TO DO: Put every line of the entries below into a JSON list of strings, with one string per line and blank lines omitted. Leave the pictures out of the list.

(A block of data)
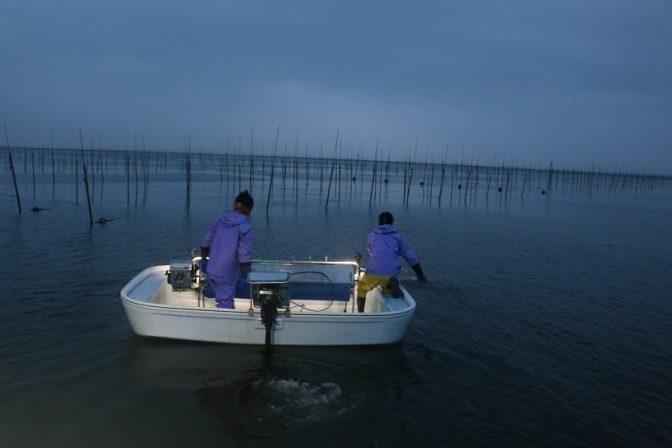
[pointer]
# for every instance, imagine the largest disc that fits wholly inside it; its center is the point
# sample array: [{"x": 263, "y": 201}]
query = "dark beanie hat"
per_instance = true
[
  {"x": 245, "y": 198},
  {"x": 385, "y": 218}
]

FINAL RESULT:
[
  "[pointer]",
  "# for every instance, imagine the largest disc that fits wholly inside it; its center is the point",
  "# sample array: [{\"x\": 263, \"y\": 201}]",
  "query = \"dark beanie hat\"",
  "per_instance = true",
  "[",
  "  {\"x\": 245, \"y\": 198},",
  "  {\"x\": 385, \"y\": 218}",
  "]"
]